▶ **Stated goal**
Return verbatim the run of lines that opens with the line holding "QA review pass — verify and re-annotate all instances of gray" and closes with the last line of the records.

Dataset records:
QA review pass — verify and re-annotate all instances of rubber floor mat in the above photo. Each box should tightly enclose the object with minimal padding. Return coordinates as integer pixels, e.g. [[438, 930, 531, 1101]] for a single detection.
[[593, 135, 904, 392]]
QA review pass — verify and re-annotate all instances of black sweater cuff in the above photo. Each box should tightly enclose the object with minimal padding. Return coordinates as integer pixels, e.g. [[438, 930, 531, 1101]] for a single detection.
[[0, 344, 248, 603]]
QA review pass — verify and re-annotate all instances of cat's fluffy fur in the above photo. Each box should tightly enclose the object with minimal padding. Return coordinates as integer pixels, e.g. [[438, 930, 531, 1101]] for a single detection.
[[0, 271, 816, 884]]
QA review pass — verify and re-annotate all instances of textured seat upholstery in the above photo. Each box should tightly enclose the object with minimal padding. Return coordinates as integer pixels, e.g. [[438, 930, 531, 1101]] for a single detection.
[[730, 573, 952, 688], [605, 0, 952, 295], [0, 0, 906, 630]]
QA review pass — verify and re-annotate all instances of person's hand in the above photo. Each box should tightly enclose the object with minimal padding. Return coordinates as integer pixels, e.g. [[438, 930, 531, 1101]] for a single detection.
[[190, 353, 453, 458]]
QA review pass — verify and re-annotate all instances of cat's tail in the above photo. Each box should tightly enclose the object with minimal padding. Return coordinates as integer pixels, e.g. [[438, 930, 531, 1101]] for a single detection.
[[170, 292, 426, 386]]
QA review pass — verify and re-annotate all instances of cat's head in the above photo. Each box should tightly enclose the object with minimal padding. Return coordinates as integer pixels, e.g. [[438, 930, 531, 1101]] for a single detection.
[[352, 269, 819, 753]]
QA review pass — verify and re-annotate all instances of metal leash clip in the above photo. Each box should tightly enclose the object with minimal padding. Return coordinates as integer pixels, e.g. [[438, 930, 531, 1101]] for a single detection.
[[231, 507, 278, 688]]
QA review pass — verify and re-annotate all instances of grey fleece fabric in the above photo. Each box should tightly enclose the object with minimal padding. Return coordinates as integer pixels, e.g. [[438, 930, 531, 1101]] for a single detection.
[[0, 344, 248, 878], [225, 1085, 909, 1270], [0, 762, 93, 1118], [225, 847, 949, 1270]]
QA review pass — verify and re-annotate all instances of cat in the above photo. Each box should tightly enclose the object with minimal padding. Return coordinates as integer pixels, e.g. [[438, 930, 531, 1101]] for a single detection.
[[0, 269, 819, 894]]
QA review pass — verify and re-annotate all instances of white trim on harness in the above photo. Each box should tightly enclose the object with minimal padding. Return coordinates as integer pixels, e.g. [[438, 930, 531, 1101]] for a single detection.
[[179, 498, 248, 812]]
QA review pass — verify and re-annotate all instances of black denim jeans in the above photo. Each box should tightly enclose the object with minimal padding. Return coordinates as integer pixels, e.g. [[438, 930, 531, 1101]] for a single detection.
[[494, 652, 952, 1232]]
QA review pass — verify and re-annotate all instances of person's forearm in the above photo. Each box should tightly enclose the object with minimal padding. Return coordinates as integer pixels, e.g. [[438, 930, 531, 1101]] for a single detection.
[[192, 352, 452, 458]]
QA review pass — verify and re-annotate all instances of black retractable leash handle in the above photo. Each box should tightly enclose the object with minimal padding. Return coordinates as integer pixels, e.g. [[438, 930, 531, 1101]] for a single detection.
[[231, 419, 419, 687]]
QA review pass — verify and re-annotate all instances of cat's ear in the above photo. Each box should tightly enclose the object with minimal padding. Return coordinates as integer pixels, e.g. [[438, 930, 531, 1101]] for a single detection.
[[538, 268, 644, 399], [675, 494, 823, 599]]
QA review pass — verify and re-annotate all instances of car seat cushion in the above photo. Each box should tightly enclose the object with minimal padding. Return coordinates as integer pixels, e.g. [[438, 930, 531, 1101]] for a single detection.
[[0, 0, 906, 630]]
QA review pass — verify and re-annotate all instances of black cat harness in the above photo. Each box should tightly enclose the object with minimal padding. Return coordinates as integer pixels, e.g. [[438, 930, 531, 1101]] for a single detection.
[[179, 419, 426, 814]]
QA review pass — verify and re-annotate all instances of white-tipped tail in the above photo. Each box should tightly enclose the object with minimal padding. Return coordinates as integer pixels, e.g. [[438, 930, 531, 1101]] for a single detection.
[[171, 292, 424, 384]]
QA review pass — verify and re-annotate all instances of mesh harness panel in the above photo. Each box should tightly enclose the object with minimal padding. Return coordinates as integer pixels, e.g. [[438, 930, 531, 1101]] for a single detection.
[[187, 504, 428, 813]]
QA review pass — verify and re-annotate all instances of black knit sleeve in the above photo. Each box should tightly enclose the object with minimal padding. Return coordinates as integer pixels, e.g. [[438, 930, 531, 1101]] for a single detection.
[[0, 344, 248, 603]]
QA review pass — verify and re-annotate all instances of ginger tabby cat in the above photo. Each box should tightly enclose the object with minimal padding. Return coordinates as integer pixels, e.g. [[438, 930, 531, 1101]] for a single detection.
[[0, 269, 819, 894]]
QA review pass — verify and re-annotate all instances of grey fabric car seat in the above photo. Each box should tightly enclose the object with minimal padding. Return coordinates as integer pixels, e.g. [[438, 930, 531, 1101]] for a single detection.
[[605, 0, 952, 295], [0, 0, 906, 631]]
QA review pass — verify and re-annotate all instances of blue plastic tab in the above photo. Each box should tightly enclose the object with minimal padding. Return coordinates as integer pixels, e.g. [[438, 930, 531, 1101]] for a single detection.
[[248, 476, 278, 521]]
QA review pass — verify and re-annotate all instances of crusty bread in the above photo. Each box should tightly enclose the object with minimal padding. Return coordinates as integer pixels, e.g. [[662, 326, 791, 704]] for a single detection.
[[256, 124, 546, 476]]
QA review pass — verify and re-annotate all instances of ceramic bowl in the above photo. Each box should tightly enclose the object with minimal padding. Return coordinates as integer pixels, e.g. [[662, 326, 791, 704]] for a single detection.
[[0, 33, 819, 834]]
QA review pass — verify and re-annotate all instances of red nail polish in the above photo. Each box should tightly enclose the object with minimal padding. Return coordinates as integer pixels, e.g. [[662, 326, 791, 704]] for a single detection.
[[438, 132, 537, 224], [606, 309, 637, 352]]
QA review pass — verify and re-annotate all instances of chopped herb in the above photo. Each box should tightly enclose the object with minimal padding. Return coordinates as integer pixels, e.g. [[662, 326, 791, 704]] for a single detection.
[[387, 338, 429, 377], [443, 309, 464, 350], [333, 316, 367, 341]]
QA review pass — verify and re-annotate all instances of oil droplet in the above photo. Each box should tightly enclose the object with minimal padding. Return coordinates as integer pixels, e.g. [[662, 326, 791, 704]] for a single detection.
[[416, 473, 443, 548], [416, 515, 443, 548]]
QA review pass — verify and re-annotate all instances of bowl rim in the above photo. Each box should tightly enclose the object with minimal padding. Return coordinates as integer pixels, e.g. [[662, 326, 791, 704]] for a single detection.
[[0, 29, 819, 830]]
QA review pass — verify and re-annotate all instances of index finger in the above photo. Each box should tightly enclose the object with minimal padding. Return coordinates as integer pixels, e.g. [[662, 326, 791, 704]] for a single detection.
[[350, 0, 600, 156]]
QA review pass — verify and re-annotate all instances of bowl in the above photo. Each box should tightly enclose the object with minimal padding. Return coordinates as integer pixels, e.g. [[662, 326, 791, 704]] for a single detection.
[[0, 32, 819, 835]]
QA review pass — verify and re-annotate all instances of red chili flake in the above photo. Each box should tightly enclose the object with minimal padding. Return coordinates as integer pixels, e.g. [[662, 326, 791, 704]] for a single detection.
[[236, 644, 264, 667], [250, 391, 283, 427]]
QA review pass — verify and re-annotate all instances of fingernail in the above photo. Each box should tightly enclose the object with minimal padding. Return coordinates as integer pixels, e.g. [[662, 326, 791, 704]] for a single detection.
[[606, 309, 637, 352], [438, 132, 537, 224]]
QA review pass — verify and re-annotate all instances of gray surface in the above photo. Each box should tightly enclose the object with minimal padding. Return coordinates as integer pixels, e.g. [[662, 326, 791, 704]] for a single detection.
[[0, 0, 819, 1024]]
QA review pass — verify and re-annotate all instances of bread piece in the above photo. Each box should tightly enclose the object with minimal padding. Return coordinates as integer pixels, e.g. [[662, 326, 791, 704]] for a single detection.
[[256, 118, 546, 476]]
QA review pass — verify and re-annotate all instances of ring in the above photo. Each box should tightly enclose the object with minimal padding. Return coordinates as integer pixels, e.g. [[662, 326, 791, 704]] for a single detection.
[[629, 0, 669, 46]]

▶ **Result of the exercise**
QA review pass — verify and re-annotate all instances of gray surface in the above photo. Each box should tightly enclose the object with minimal padding. Return coordinates as integer pixels, e.g. [[662, 326, 791, 704]] for a single detection.
[[0, 0, 819, 1024]]
QA review pass — verify and re-annotate all instances of bread piece in the above photo. Each box should tightly enclose the object with minimal padding. Return coordinates as integer pixels, e.g. [[662, 326, 791, 704]] for a single detection.
[[256, 118, 546, 476]]
QA review pass — verify and re-annotate all instances of ring in the above photo. Each box should tightly enclose the object with minimal padding. Return coordinates as integer pixels, e.g. [[662, 326, 791, 704]] for a single detection.
[[629, 0, 669, 46]]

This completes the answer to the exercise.